== Selected passage ==
..............................
Given that I have an exponential function I was to find its inverse. Afterwards get the points of intersection. My problem is I can't get the intersection.
$$1. f(x) = 2e^x -4$$
$$2. f^{-1}(x) = log\,e (\frac{x+4}{2})$$
Solving should be
$2e^x = log\,e (\frac{x+4}{2})$
But I don't know how to get the points from equating the two
$(x,y)$
$(x,y)$
Best Answer
Almost as you wrote, you need to solve equation $$2 e^x-4=\log \left(\frac{x+4}{2}\right)$$ for which you cannot expect explicit solutions.
Consider then that you look for the zeros of function $$f(x)=2 e^x-4-\log \left(\frac{x+4}{2}\right)$$ which, because of the loagithm is defined for $-4 < x < \infty$.
Consider its derivatives $$f'(x)=2 e^x-\frac{1}{x+4}\qquad \qquad f''(x)=2 e^x+\frac{1}{(x+4)^2} >0\qquad \forall x$$ Sooner or later, you will learn the the solution of $f'(x)=0$ is given in terms of Lambert function and the solution is given by $$f'(x)=0\implies x=W\left(\frac{e^4}{2}\right)-4\approx -1.57782$$ For this value $f(x)\approx -3.77867 $ and the second derivative being always positive, $f(x)=0$ shows two roots.
By inspection, you could notice that there is one root between $0$ and $1$ since $$f(0)=-2-\log (2)\approx -2.69315\qquad \text{and}\qquad f(1)=-4+2 e-\log \left(\frac{5}{2}\right)\approx 0.520273$$ and, as said in another answer, you can use Newton method starting, say, using $x_0=1$. The iterates would be $$\left( \begin{array}{cc} n & x_n \\ 0 & 1 \\ 1 & 0.900646 \\ 2 & 0.895101 \\ 3 & 0.895084 \end{array} \right)$$ which is the solution for six significant figures.
For the other root, which we can suppose to be close to $-4$, in a first approximation we could write $$f(x)\approx 2 e^{-4}-4-\log \left(\frac{x+4}{2}\right)=0 \implies x=2 e^{\frac{2}{e^4}-4}-4\approx -3.96200 $$ which is probably more than sufficient for your needs.
Edit
For the positive root, we could also build the simplest Padé approximant of the function $$f(x)=\frac{f(a)+ \left(f'(a)-\frac{f(a) f''(a)}{2 f'(a)}\right) (x-a)} {1-\frac{ f''(a)}{2 f'(a)}(x-a) }$$ and, using $a=1$, solve for $0$ the numerator. This would give the nice $$x=\frac{-34+578 e-100 e^2+(150 e-9) \log \left(\frac{5}{2}\right)}{6+158 e+100 e^2+(50 e+1) \log \left(\frac{5}{2}\right)}\approx 0.895201$$
..............................
== What this task involves ==
Reproduce the stretch of the thread from "By inspection, you" through "for your needs.", changing "root" to "zero" wherever it occurs.

== Dataset content ==
..............................
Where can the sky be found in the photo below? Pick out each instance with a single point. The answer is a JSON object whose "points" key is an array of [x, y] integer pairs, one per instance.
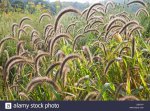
..............................
== Output below ==
By inspection, you could notice that there is one zero between $0$ and $1$ since $$f(0)=-2-\log (2)\approx -2.69315\qquad \text{and}\qquad f(1)=-4+2 e-\log \left(\frac{5}{2}\right)\approx 0.520273$$ and, as said in another answer, you can use Newton method starting, say, using $x_0=1$. The iterates would be $$\left( \begin{array}{cc} n & x_n \\ 0 & 1 \\ 1 & 0.900646 \\ 2 & 0.895101 \\ 3 & 0.895084 \end{array} \right)$$ which is the solution for six significant figures.
For the other zero, which we can suppose to be close to $-4$, in a first approximation we could write $$f(x)\approx 2 e^{-4}-4-\log \left(\frac{x+4}{2}\right)=0 \implies x=2 e^{\frac{2}{e^4}-4}-4\approx -3.96200 $$ which is probably more than sufficient for your needs.